Data records:
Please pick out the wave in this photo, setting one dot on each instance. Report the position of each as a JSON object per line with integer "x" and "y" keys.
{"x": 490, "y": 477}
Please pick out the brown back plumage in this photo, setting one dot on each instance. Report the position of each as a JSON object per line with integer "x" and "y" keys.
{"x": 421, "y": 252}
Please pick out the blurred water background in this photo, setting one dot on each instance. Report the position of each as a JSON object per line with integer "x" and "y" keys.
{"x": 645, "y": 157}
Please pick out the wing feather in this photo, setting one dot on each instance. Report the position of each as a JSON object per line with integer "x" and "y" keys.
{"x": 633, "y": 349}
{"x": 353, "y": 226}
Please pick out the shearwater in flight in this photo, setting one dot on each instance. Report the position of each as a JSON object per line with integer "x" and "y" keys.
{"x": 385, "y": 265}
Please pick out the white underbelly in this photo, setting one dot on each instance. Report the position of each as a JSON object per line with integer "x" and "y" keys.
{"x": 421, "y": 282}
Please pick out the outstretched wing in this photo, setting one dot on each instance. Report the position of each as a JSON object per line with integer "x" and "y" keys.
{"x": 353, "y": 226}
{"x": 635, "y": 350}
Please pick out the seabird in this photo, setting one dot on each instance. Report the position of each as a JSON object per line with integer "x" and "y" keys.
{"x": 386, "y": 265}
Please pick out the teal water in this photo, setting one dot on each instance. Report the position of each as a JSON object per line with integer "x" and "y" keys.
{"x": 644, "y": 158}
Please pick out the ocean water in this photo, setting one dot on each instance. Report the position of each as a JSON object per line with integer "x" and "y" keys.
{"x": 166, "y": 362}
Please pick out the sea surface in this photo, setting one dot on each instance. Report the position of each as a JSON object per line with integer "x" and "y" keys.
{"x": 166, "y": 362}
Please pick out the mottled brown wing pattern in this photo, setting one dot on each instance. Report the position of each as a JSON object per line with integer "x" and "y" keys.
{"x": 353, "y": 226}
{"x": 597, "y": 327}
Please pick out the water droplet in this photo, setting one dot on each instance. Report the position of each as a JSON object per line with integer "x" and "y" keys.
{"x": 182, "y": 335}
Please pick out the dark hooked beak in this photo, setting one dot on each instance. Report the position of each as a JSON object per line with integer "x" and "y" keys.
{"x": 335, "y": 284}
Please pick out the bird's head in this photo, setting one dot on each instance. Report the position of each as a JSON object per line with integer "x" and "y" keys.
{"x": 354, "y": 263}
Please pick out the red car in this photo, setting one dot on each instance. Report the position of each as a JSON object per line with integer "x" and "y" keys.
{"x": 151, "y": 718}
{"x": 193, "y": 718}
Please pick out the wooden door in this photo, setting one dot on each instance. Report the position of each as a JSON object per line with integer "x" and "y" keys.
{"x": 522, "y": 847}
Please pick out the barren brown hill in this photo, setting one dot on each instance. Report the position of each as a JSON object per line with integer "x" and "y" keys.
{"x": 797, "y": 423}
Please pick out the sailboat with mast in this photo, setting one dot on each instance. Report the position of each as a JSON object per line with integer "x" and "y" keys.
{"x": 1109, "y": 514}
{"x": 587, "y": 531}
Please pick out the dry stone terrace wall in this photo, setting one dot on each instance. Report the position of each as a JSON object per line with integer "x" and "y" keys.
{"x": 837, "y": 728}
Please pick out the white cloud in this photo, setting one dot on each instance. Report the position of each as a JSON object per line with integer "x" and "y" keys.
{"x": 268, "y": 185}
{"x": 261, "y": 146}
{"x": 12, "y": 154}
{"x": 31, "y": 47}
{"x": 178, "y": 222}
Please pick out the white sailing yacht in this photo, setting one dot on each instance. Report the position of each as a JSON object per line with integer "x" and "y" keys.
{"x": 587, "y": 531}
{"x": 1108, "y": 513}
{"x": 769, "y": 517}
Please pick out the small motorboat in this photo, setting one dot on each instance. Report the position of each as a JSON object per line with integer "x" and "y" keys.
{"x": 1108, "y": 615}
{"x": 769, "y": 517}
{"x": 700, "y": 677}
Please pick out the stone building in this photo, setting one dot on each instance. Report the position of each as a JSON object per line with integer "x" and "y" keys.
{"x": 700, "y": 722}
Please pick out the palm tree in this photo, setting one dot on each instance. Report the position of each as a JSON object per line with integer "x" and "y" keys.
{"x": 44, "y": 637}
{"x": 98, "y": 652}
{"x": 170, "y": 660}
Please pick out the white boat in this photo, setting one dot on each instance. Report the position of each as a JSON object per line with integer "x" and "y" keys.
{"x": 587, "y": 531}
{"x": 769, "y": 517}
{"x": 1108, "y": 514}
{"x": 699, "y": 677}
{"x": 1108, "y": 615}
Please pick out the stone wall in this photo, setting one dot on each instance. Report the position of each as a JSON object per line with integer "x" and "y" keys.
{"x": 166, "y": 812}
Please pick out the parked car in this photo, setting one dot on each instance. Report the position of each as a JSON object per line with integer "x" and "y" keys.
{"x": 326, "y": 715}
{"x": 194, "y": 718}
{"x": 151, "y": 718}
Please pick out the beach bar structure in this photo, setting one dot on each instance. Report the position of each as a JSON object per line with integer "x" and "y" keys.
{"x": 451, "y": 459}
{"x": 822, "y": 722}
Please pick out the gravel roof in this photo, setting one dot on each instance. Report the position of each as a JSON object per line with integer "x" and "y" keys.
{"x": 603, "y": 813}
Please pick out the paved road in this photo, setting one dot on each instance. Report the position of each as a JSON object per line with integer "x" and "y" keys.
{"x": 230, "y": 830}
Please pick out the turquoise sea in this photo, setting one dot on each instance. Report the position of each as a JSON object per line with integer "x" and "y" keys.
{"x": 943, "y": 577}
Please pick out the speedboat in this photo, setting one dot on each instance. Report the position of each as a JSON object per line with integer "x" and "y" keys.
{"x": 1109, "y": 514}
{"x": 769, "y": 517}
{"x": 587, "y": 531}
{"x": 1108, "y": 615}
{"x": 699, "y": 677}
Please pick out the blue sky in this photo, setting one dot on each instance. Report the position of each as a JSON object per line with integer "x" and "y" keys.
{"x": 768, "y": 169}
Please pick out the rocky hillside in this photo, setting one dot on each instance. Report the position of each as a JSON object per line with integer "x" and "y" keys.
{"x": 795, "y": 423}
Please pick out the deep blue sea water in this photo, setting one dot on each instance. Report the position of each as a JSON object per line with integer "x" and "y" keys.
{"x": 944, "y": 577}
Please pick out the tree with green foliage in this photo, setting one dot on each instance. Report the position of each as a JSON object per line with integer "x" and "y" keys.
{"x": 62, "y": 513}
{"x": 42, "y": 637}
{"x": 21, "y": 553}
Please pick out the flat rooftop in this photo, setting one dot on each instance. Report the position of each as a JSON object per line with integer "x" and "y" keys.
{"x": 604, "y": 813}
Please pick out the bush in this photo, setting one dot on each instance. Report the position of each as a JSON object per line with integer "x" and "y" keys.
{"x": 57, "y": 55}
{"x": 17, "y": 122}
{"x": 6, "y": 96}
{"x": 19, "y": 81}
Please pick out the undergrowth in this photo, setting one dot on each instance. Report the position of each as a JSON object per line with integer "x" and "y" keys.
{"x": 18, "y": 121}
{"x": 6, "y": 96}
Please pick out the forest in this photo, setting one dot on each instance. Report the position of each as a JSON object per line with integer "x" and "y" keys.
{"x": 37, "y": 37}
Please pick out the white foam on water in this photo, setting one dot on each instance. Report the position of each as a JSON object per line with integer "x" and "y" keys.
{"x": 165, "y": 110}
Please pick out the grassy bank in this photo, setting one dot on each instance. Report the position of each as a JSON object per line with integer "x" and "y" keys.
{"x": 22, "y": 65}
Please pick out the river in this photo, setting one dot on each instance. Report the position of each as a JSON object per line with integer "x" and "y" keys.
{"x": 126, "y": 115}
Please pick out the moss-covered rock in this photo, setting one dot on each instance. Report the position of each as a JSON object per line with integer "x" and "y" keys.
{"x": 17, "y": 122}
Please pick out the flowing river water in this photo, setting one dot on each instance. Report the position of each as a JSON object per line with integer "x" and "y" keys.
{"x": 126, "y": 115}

What the task requires: Starting with the line that contains "Please pick out the bush" and continuing through the last line of the data, give those lines as a JSON list of strings with one string per line. Leave out any blank lines.

Answer to the problem:
[
  "Please pick out the bush in this photo, setting one dot on each instance. Report the position of each as a JSON object per line with integer \"x\" and \"y\" keys.",
  "{\"x\": 57, \"y\": 55}",
  "{\"x\": 17, \"y\": 122}",
  "{\"x\": 6, \"y\": 96}",
  "{\"x\": 19, \"y\": 81}",
  "Please pick out the undergrowth in this photo, setting one dot on each instance. Report the position of each as a JSON object per line with integer \"x\" and \"y\" keys.",
  "{\"x\": 18, \"y\": 121}",
  "{\"x\": 6, \"y\": 96}",
  "Please pick out the forest in this photo, setting one dot on each instance. Report the position of each as a JSON object per line with integer \"x\" and \"y\" keys.",
  "{\"x\": 37, \"y\": 37}",
  "Please pick out the white foam on water in this photo, setting one dot on each instance. Report the position of each as a JSON object per line with integer \"x\" and \"y\" keys.",
  "{\"x\": 165, \"y\": 110}",
  "Please pick out the grassy bank in this photo, setting one dot on each instance. Report the position of each as a JSON object per line with integer \"x\" and \"y\" keys.",
  "{\"x\": 22, \"y\": 65}",
  "Please pick out the river in this photo, setting one dot on each instance. Report the position of each as a JSON object per line with integer \"x\" and \"y\" keys.",
  "{\"x\": 126, \"y\": 115}",
  "Please pick out the moss-covered rock in this photo, setting one dot on each instance. Report the position of each as a JSON object per line with integer \"x\" and \"y\" keys.",
  "{\"x\": 17, \"y\": 122}",
  "Please pick out the flowing river water in this photo, setting one dot on each instance. Report the position of each as a JSON object per line with integer \"x\" and \"y\" keys.",
  "{\"x\": 126, \"y\": 115}"
]